操作要求
A - 用两句话概括摘录文字的内容。
B - 把摘录文字中的这句话译成英文:“面談應該是在通電話兩天后的周一上午,他來得很準時。”
C - 请把摘录文字中以“當時我也擔心”开头的那一段改写成要点列表,保留主要事实。

摘录文字
"""

當時我也擔心,到底什么案子,甚至是不是刑事案子,要是案子沒什么空間,也別讓人家白跑一趟,我便跟他提前打了個電話,大概聊了十多分鐘。在電話中,通過老張頭了解的相關事實,以及案件前期訴訟流程中的一些曲折狀況,我還是嗅到了這個案件可能確實存在一些爭議。隨即我就跟他約了面談時間,并給他發去了事務所的地址。
面談應該是在通電話兩天后的周一上午,他來得很準時。第一次見到老張頭,明顯能感受到一個地道東北人的熱情,但也隱約發現他有點“緊張”,這種緊張不是面對生人的慌亂,而是對案件那種異常著急的心態,他也絲毫不掩飾。

"""

所示资料
"""

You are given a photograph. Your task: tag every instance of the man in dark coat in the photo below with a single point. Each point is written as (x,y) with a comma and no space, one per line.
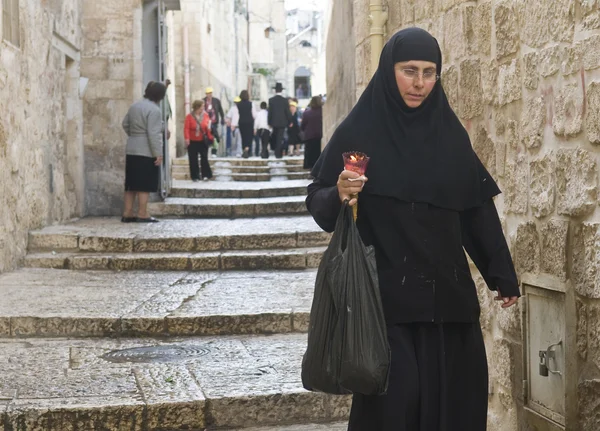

"""

书面回答
A - 叙述者担心案子没有空间,便先与老张头通了十多分钟电话,从中察觉案件可能确实存在争议,随即约定面谈时间并发去事务所地址。面谈应该是在通电话两天后的周一上午,老张头准时到来,既有地道东北人的热情,也毫不掩饰对案件异常着急的心态。

B - The meeting was probably on the Monday morning two days after the phone call, and he arrived right on time.

C -
- 叙述者担心不清楚是什么案子、是否属于刑事案件,若案子没什么空间,也不想让对方白跑一趟。
- 于是提前与老张头通了约十多分钟的电话。
- 通过老张头介绍的相关事实和前期诉讼流程中的曲折状况,察觉案件可能确实存在一些争议。
- 随即约定面谈时间,并发去事务所的地址。